Stated exercise
Count how many lines in the data below contain the word "yellow". Reply with the number alone.

[START OF Provided data]

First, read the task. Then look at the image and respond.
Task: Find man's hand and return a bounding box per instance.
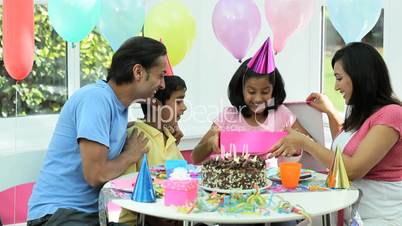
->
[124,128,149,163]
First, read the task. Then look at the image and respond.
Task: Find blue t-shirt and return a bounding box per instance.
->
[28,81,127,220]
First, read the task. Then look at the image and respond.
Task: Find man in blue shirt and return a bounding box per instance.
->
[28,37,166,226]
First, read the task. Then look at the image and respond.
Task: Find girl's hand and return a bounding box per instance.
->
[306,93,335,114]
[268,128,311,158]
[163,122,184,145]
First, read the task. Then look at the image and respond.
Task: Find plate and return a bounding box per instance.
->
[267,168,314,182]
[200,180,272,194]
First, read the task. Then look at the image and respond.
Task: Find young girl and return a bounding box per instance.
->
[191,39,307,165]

[END OF Provided data]
[START OF Provided data]

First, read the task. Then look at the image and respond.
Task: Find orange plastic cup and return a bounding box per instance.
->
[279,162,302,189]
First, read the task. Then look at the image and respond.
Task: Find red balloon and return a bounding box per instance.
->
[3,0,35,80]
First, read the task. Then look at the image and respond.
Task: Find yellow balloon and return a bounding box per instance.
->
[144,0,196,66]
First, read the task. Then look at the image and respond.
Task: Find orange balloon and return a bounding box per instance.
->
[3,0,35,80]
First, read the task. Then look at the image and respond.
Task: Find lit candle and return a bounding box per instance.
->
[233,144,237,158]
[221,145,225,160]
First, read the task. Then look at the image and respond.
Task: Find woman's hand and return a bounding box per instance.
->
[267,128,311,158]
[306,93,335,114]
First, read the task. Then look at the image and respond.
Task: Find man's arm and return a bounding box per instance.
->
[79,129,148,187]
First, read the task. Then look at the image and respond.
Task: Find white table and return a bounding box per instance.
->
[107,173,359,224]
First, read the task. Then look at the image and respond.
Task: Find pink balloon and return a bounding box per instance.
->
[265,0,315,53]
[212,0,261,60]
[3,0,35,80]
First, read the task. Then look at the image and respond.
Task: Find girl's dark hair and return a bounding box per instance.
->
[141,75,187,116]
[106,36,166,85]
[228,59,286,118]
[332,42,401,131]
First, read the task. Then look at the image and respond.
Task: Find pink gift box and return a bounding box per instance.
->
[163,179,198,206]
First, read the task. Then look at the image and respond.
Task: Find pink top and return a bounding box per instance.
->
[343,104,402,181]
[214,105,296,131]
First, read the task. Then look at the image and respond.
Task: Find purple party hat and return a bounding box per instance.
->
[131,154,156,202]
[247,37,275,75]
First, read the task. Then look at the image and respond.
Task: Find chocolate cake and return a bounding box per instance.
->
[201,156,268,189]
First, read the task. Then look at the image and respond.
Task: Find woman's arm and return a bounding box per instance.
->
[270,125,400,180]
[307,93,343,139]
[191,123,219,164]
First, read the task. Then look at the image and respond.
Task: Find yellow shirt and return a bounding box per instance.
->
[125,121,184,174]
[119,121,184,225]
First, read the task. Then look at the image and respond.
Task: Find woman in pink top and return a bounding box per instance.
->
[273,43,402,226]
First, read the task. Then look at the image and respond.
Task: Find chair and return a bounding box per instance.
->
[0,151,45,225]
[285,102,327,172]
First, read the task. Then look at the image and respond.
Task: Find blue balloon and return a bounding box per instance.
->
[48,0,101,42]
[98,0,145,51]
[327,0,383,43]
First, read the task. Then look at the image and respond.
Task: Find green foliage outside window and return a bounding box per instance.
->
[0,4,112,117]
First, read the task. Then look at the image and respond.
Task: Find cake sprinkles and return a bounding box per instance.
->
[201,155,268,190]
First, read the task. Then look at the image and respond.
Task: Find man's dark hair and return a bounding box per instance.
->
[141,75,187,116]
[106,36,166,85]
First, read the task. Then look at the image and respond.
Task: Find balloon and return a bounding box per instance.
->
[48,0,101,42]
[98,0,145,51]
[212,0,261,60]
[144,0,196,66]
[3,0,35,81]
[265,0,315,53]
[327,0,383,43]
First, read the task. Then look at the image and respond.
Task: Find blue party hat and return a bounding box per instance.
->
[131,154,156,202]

[END OF Provided data]
[START OF Provided data]

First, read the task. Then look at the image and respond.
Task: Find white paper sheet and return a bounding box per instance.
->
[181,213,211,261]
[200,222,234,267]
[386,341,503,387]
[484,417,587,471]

[END OF Provided data]

Answer
2